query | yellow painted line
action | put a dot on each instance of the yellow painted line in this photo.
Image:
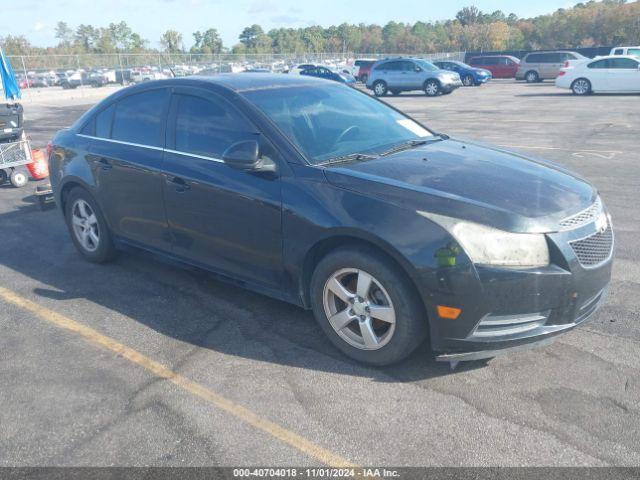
(241, 413)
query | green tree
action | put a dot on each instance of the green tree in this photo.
(171, 41)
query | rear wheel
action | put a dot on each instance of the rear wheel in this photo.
(581, 86)
(18, 179)
(532, 77)
(366, 306)
(431, 88)
(88, 228)
(380, 88)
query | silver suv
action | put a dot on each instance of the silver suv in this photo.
(536, 67)
(404, 74)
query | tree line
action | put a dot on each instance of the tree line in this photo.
(609, 22)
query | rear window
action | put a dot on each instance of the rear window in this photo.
(103, 122)
(206, 126)
(138, 118)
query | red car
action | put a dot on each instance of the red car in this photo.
(500, 66)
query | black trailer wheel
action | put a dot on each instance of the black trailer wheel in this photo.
(18, 179)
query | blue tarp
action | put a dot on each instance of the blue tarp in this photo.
(9, 83)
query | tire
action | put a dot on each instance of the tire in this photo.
(388, 341)
(103, 249)
(581, 86)
(379, 88)
(18, 179)
(532, 76)
(432, 88)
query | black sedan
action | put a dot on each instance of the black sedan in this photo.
(322, 196)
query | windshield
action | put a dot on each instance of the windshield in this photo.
(428, 66)
(334, 121)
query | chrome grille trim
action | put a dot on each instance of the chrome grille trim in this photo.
(582, 218)
(595, 249)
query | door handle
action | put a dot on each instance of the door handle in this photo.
(105, 164)
(179, 184)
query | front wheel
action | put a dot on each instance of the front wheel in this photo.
(380, 88)
(88, 227)
(532, 77)
(581, 86)
(431, 88)
(367, 307)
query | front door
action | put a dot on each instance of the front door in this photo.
(126, 157)
(219, 217)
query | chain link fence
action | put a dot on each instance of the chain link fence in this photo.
(190, 63)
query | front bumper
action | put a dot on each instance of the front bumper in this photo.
(451, 86)
(507, 308)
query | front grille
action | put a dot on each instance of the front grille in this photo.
(582, 218)
(594, 249)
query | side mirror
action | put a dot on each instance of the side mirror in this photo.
(243, 155)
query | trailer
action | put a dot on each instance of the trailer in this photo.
(15, 154)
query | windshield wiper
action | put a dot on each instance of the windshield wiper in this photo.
(404, 146)
(358, 157)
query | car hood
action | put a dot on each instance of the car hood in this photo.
(471, 181)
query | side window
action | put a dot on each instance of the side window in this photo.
(625, 63)
(103, 122)
(208, 127)
(599, 64)
(408, 66)
(138, 118)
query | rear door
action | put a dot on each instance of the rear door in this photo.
(126, 156)
(598, 75)
(554, 64)
(624, 74)
(391, 74)
(219, 217)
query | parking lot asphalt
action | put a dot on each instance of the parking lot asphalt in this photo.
(83, 346)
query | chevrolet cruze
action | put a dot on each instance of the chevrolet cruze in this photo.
(320, 195)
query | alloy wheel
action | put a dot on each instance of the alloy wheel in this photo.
(359, 309)
(85, 225)
(431, 89)
(581, 87)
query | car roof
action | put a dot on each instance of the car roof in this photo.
(237, 82)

-------------------------

Instructions to follow
Filter the entries above and copy only the lines that hold "painted".

Finished exercise
query | yellow painted line
action | put a dot on each instance of the yellow painted line in this photo.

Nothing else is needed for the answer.